Stated task. Rewrite the lines below as a numbered list, skipping any blank lines.

— begin Records to process —

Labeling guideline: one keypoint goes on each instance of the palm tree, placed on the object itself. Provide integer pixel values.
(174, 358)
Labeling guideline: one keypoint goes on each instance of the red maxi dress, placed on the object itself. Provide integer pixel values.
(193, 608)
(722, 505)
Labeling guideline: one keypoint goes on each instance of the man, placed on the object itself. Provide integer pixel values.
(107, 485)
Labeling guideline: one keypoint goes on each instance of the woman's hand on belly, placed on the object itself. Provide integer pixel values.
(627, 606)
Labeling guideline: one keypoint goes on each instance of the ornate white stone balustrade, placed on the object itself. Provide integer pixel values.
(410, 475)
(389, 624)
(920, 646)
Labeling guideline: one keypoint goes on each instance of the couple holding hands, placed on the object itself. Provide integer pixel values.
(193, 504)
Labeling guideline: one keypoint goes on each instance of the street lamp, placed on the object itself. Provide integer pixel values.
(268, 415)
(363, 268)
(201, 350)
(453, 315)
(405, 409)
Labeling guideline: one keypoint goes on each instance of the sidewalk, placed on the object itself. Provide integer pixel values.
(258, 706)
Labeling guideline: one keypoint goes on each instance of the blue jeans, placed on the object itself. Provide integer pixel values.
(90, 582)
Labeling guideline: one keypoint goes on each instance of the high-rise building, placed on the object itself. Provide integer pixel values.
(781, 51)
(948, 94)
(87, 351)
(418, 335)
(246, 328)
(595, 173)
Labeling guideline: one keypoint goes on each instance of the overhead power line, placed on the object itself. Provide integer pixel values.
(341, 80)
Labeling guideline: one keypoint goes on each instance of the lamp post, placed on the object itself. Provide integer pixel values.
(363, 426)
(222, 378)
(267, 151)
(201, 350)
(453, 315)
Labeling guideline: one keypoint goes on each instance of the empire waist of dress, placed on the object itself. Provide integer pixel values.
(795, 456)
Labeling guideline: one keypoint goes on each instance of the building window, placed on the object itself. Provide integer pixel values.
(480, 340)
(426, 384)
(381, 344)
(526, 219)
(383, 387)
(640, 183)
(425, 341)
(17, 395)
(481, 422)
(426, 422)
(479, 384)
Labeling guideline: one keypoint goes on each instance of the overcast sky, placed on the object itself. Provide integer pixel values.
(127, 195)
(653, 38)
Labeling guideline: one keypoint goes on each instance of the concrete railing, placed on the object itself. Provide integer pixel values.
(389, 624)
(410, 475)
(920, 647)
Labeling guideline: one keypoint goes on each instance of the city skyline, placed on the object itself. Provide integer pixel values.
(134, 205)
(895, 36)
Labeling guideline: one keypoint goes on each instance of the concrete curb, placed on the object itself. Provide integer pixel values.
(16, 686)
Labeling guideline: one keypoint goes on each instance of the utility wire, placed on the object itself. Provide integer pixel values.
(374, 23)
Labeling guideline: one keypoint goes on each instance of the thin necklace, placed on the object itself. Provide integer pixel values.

— end Records to process —

Result for this exercise.
1. Labeling guideline: one keypoint goes on each instance of the palm tree, placed on the object itself. Provide integer pixel values.
2. (174, 358)
3. Labeling guideline: one keypoint goes on each instance of the red maxi dress, placed on the object itself. Provide integer pixel values.
4. (193, 608)
5. (722, 505)
6. Labeling guideline: one keypoint goes on each instance of the man, placed on the object itself. Provide integer pixel values.
7. (107, 485)
8. Labeling guideline: one keypoint goes on each instance of the woman's hand on belly, placed on the object itself. Provide integer pixel values.
9. (627, 606)
10. Labeling guideline: one keypoint goes on each instance of the ornate white stone balustrade, placed on the object itself. Provide integer pixel values.
11. (410, 475)
12. (389, 624)
13. (920, 646)
14. Labeling guideline: one keypoint goes on each instance of the couple holding hands, placed on the object itself. Provide integer pixel values.
15. (193, 504)
16. Labeling guideline: one keypoint goes on each instance of the street lamp, placed on the object itself. Provide integer pixel values.
17. (268, 415)
18. (363, 268)
19. (201, 350)
20. (453, 315)
21. (405, 409)
22. Labeling guideline: one keypoint goes on each instance of the sidewalk, placed on the object itself. Provide integer pixel values.
23. (258, 706)
24. Labeling guideline: one keypoint goes on each instance of the blue jeans, placed on the object itself. Provide integer pixel values.
25. (90, 582)
26. Labeling guideline: one keypoint goes on each instance of the high-rise building, placed on the object itself. Provide integer pixel values.
27. (781, 51)
28. (948, 94)
29. (87, 351)
30. (418, 335)
31. (246, 328)
32. (595, 173)
33. Labeling guideline: one keypoint goes on each instance of the overhead power line, placed on the object itself. Provide integer pixel values.
34. (341, 80)
35. Labeling guideline: one keypoint goes on each instance of the lamp post, placed on the object itself. Provide integer pixel values.
36. (363, 426)
37. (222, 378)
38. (267, 151)
39. (201, 350)
40. (453, 315)
41. Labeling guideline: one keypoint goes on each instance of the empire waist of dress, placed on the object itself. Provide integer pixel values.
42. (795, 456)
43. Labeling guideline: one keypoint goes on each instance of the building window, placed on the object itself. Provide integer pixel values.
44. (480, 340)
45. (426, 384)
46. (381, 344)
47. (526, 219)
48. (383, 387)
49. (640, 183)
50. (425, 341)
51. (17, 395)
52. (481, 422)
53. (426, 422)
54. (479, 384)
55. Labeling guideline: one keypoint goes on each instance of the overcast sky, placed on the object itself. Provide integer pixel values.
56. (127, 195)
57. (653, 38)
58. Labeling guideline: one keypoint goes on each instance of the concrete railing, placed on the object itself. Provide integer pixel values.
59. (389, 624)
60. (410, 475)
61. (920, 647)
62. Labeling guideline: one keypoint goes on each instance of the city skyline, placed on the object itself. Provide integer pixel values.
63. (134, 205)
64. (895, 36)
65. Labeling guideline: one keypoint goes on each instance of the concrete curb, placed on the object itself. Provide integer pixel values.
66. (16, 686)
67. Labeling guideline: one keypoint goes on each instance of the utility wire, placed on the object itself. Provide integer pixel values.
68. (374, 23)
69. Labeling guideline: one keypoint goes on each instance of the thin necklace, placed on the object itself. Provide integer pixel values.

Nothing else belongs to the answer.